*** DOCUMENT EXCERPT ***

Closed Manas2030 closed 3 years ago
Here are some screenshots for reference: Training on the whole dataset, without making any groups Training on whole dataset but dividing them into 5 groups Training on the first 30 points and again dividing them into 5 groups
function loss_neuralode(p)
pred = predict_neuralode(p)
tot_loss = 0
x = 5
for i in 1:x
loss = sum(abs, (ode_data[Int((i-1)*(datasize/x)+1):Int(i*(datasize/x))] .- pred[Int((i-1)*(datasize/x)+1):Int(i*(datasize/x))]))
tot_loss += loss*loss
end
return tot_loss, pred
end
These aren't doing multiple shooting. pred = predict_neuralode(p)
is the essence of single shooting. It needs to make predictions on the subintervals. You're still only doing a single solve.
I tried implementing the loss_neuralode function like this:
function predict_neuralode(u_initial,starting_timestep,p)
Array(prob_neuralode(u_initial, p))
end
function loss_neuralode(p)
tot_loss = 0
#dividing the dataset in groups of 10 i.e. 1-10, 11-20, ... , 41-50
for i in [10,20,30,40,50]
pred = predict_neuralode(Float32[ode_data[i-9]],tsteps[i-9],p)
loss = sum(abs, (ode_data[i-9:i] .- pred[1:10]))
tot_loss += loss*loss
end
pred = predict_neuralode(u0,tsteps[1],p)
return tot_loss, pred
end
To do multiple shooting, I am sending the first element of the group which I divided the dataset into (u_initial), timestep of that u_initial (starting_timestep) and parameters of NN (p). But i cannot figure out how to use the parameter 'starting_timestep' as the timestep from which the NN should start predicting in function predict_neuralode
. The function prob_neuralode()
seems to always start predicting from timestep 0.0f
Use the direct interface, i.e.
dudt2 = FastChain((x, p) -> x.^3,
FastDense(2, 50, tanh),
FastDense(50, 2))
neural_ode_f(u,p,t) = dudt2(u,p)
pinit = initial_params(dudt2)
prob = ODEProblem(neural_ode_f, u0, tspan, pinit)

***

▶ _STATED GOAL 1_:
Answer these questions about the neural ODE thread:
(a) In the first loss function shown, what value is assigned to x?
(b) Which line does the reply call the essence of single shooting?
(c) From what timestep does the function prob_neuralode() seem to always start predicting?
▶ _STATED GOAL 2_:
According to the neural ODE thread, why are the first attempts not actually doing multiple shooting?
▶ _STATED GOAL 3_:
Return the passage of the neural ODE thread starting at "seems to always" and ending at "u0, tspan, pinit)".

*** SUPPLIED ENTRIES ***

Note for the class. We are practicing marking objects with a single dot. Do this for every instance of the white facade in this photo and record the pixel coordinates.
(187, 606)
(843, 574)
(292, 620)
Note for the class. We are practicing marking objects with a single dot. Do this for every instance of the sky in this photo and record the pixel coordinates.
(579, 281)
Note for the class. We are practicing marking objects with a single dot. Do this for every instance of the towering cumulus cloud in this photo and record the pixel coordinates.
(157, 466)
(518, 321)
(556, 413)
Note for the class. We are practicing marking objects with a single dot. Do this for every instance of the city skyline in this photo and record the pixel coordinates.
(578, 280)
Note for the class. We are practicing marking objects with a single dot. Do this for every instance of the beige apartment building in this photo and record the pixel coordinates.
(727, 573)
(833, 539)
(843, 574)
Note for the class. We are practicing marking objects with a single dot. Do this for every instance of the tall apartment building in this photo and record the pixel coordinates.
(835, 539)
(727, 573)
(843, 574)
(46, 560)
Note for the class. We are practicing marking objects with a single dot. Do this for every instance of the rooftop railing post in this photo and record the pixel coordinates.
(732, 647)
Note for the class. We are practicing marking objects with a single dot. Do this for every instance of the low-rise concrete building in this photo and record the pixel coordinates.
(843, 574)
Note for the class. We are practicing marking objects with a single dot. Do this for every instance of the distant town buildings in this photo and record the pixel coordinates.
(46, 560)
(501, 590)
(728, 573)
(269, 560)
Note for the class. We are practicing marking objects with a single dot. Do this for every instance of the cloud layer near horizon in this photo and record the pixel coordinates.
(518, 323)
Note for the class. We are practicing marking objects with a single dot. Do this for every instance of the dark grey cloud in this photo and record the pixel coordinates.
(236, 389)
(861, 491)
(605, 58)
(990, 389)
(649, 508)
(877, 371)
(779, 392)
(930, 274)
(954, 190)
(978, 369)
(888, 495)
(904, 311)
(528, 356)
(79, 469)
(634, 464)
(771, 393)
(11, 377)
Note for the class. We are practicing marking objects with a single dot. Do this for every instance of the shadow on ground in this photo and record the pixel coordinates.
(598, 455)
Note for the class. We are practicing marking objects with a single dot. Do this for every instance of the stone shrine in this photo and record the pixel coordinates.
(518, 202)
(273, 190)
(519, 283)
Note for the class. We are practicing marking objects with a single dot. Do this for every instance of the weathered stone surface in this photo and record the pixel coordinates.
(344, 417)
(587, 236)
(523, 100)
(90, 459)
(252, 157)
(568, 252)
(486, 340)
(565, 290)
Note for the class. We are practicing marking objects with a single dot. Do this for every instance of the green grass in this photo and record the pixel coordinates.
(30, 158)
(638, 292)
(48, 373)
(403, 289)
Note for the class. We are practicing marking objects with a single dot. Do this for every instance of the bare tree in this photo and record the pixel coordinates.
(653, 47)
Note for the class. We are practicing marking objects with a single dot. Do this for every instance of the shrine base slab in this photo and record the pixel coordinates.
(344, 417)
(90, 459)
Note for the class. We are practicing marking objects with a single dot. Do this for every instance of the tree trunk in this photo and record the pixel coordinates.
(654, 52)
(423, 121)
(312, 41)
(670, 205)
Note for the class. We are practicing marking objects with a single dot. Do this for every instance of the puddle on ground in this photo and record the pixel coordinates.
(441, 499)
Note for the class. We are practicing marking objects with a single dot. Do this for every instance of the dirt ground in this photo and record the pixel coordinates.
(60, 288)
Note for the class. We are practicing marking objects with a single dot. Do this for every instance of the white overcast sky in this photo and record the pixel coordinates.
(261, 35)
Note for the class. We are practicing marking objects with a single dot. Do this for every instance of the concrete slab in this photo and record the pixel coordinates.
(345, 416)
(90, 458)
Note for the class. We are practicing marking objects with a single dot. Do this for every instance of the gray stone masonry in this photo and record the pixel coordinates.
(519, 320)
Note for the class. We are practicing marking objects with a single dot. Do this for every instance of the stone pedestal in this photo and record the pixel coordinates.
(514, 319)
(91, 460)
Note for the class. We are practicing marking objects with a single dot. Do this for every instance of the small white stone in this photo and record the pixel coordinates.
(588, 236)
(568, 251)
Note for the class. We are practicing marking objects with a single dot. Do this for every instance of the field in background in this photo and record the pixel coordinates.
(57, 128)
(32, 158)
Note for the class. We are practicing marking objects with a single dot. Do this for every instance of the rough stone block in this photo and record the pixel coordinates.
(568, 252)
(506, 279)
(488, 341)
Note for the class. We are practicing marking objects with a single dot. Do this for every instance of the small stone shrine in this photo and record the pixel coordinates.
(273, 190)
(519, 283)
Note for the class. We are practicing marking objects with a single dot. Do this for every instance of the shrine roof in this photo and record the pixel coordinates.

***

▶ _EXERCISE RESULT 1_:
(a) 5
(b) pred = predict_neuralode(p)
(c) 0.0f

▶ _EXERCISE RESULT 2_:
They call pred = predict_neuralode(p), which is the essence of single shooting, so there is still only a single solve. Multiple shooting needs predictions made on the subintervals.

▶ _EXERCISE RESULT 3_:
seems to always start predicting from timestep 0.0f
Use the direct interface, i.e.
dudt2 = FastChain((x, p) -> x.^3,
FastDense(2, 50, tanh),
FastDense(50, 2))
neural_ode_f(u,p,t) = dudt2(u,p)
pinit = initial_params(dudt2)
prob = ODEProblem(neural_ode_f, u0, tspan, pinit)